__Objective 1__:
Reproduce the inter prediction passage starting at "Inter Prediction: skip, MV, Affine, new" and ending at "they could move.", substituting "display order" for "playback order".
__Objective 2__:
Does the inter prediction passage support each statement below? Answer yes or no for each and quote the words of the passage that settle it.
(a) Reference frames must come before the current frame in playback order.
(b) The decoder performs motion estimation.
(c) In skip mode, no residual is transmitted.
__Objective 3__:
Carry on the inter prediction passage from the point where it stops.

Inter Prediction: skip, MV, Affine, new VVC tech

Inter Prediction (or temporal prediction) - is a type of prediction process that uses other frames as references for predicting the current frame samples. Reference frames could be past or future in playback order, but they must be previously processed in decode order.

The main idea of inter prediction is that sample blocks in the current frame could be copied from similar blocks of the other frames with an offset called motion vector (MV). It is based on the assumption that objects usually stay visible for some time in a video sequence, though they could move.

The encoder performs motion estimation and signals the motion vector to the bitstream. The decoder uses the motion vector as an instruction for applying inter prediction.

The efficiency of video coding algorithms highly relies on inter prediction because it reduces temporal redundancy.

Motion vectors could be singled explicitly, but encoding a motion vector for each block can take a significant number of bits. Usually, MVs for neighboring partitions are highly correlated, so it’s possible to make motion vector prediction (MVP) based on nearby already calculated MVs. There are some additional signaling types for Inter prediction used to reduce encoded data: skip, direct, merge. For these modes, the motion information including motion vector, inter direction, the reference index of the current coding block is completely inherited from its spatial adjacent or temporal co-located coded blocks. The differences are:

Skip mode – MV is predicted; residual is not transmitted – reconstructed block is the same as predicted (presented in H.264)

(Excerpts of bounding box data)
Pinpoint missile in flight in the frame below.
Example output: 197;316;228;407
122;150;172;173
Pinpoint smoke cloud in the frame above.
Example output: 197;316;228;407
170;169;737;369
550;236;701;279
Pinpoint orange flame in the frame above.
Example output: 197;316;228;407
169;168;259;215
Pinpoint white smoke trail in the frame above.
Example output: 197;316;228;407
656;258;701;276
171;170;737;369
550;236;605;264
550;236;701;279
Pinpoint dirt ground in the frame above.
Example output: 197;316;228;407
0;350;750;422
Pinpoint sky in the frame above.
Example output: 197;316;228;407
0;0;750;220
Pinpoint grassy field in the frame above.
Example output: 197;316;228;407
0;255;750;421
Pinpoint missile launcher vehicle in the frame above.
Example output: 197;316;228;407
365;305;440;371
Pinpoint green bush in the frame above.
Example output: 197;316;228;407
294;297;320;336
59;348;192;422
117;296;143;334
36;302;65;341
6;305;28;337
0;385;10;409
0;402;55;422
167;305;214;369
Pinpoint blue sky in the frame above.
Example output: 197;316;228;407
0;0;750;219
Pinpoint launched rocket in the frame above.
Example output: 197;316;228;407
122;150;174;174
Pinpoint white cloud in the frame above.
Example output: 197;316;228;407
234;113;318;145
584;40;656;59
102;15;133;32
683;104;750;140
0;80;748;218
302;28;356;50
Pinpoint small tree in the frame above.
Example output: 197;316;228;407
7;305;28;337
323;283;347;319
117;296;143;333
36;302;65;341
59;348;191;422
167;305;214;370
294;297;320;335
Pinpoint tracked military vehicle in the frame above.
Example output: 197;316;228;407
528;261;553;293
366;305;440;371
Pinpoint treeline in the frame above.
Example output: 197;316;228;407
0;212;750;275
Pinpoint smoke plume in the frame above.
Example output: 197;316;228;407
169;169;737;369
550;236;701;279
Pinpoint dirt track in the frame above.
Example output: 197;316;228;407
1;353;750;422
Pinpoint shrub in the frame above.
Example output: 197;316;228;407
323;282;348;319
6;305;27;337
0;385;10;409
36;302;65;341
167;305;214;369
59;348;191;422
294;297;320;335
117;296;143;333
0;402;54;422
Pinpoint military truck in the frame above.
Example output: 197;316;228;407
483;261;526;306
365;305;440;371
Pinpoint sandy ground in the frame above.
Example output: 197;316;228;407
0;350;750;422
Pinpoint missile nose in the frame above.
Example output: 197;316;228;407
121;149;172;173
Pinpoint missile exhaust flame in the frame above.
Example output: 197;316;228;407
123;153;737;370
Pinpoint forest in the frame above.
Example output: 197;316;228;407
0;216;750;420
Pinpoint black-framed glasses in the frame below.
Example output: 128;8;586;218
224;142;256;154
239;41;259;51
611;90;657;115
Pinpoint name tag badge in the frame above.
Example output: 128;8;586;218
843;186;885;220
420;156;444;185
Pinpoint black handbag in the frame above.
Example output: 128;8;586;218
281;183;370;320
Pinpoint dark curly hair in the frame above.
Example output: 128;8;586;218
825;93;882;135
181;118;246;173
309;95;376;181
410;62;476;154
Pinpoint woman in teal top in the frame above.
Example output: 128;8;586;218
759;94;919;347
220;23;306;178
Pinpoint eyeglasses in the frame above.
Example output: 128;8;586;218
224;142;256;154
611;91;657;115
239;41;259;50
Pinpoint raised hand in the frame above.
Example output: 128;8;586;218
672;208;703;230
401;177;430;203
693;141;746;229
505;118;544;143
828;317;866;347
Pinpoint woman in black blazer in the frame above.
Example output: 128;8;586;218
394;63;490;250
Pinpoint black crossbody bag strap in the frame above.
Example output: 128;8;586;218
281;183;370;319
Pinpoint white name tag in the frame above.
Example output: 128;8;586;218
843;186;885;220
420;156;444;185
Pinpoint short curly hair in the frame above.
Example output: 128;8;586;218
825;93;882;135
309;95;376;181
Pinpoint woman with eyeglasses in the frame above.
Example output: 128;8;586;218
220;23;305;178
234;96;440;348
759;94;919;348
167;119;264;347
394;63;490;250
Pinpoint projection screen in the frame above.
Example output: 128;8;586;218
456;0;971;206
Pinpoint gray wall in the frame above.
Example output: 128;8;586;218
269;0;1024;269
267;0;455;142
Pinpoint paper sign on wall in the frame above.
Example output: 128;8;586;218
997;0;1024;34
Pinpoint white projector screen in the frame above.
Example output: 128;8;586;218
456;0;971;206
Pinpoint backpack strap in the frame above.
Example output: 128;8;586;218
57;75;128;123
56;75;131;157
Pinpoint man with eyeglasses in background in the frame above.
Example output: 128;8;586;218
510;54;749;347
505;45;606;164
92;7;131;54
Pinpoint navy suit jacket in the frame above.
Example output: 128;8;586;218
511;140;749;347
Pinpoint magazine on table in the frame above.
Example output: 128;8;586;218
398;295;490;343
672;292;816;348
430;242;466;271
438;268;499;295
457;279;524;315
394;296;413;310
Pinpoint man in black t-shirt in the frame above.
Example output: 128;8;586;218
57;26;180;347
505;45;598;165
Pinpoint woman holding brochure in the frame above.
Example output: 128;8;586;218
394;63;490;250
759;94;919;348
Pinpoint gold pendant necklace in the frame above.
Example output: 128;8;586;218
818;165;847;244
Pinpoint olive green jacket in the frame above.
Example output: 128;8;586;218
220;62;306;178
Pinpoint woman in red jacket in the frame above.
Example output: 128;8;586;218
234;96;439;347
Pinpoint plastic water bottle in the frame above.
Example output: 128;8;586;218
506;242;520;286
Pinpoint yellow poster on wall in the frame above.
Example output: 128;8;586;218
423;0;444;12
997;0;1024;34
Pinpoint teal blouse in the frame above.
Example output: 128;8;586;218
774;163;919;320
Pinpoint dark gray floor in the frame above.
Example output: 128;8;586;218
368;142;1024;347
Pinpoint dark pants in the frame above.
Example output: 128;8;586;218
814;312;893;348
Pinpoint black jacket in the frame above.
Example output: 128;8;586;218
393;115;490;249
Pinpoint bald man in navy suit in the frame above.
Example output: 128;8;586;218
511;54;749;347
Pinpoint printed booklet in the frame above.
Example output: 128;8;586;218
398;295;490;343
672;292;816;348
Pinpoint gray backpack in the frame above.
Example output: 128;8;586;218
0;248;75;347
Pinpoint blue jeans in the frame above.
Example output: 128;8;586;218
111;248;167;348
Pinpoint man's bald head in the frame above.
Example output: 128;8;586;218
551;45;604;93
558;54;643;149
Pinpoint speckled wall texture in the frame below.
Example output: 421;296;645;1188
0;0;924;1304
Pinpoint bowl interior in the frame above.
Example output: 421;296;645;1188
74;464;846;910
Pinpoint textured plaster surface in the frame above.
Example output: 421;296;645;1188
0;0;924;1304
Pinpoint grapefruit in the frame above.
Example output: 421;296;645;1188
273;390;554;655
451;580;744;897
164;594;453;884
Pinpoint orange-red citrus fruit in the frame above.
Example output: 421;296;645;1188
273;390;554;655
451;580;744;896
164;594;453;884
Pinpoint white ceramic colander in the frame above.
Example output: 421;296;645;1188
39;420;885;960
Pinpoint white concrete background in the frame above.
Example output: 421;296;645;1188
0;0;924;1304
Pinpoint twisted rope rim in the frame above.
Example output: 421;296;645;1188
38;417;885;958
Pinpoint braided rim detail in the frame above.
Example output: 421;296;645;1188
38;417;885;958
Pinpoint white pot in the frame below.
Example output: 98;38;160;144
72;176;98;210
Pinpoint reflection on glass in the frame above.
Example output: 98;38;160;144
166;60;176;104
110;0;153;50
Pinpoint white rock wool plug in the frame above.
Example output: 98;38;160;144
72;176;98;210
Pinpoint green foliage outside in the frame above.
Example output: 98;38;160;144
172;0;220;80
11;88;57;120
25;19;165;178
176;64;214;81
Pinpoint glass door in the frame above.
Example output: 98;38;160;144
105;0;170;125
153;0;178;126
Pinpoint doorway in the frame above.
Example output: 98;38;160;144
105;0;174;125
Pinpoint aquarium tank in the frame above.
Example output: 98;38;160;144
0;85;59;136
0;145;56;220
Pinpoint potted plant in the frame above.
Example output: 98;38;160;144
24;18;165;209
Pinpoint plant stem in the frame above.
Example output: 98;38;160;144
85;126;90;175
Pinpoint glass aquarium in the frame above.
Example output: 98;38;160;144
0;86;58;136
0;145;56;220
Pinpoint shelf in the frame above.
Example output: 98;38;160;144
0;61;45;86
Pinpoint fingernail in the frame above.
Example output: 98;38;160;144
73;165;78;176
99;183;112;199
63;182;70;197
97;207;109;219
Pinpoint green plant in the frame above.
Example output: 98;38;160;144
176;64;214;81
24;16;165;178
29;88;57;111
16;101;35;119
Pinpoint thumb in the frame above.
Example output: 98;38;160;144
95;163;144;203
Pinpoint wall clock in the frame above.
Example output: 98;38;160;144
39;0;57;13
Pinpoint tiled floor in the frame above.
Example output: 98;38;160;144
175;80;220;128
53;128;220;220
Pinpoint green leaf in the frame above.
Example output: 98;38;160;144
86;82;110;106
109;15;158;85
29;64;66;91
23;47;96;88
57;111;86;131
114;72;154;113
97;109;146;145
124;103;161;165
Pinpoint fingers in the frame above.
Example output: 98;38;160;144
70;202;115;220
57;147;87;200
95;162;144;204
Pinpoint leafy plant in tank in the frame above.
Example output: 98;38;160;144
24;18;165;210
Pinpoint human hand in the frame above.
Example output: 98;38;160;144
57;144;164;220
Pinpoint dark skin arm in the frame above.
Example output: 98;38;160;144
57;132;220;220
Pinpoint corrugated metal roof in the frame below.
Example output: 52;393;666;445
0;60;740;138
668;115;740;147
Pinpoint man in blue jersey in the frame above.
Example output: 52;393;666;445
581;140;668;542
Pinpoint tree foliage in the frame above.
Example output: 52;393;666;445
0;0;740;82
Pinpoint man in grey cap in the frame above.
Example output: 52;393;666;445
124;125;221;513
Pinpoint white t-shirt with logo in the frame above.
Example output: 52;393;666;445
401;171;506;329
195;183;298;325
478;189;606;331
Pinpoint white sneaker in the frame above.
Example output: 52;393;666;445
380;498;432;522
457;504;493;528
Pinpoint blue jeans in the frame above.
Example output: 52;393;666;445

__Exercise result 1__:
Inter Prediction: skip, MV, Affine, new VVC tech

Inter Prediction (or temporal prediction) - is a type of prediction process that uses other frames as references for predicting the current frame samples. Reference frames could be past or future in display order, but they must be previously processed in decode order.

The main idea of inter prediction is that sample blocks in the current frame could be copied from similar blocks of the other frames with an offset called motion vector (MV). It is based on the assumption that objects usually stay visible for some time in a video sequence, though they could move.

__Exercise result 2__:
(a) No: "Reference frames could be past or future in playback order"
(b) No: "The encoder performs motion estimation"
(c) Yes: "residual is not transmitted"

__Exercise result 3__:
Direct mode - MV is predicted; residual is transmitted (presented in H.264)

Merge mode - MV is selected from MV candidates, candidate index is transmitted, residual is transmitted (presented in H.265)

Here are some additional modes presented in VVC (H.266):

Geometric Partitioning (GEO) – block is divided into two parts by a signaled angle. Each part has a separate motion vector.

History-based motion vector prediction (HMVP) – during the decoding process MVs are stored in the history list and then could be used as candidates

Subblock predictions – data is signaled for the whole block, but the prediction is done separately for small subblocks. Includes:

Affine Prediction – represents affine types of motions: rotate, resize, shear. Described with 2 or 3 control points motion vectors. CPMVs are used to calculate independent MV for each subblock.
Subblock-based Temporal Motion Vector Prediction (SbTMVP) – uses motion information on collocated pictures to derive motion vectors for subblocks.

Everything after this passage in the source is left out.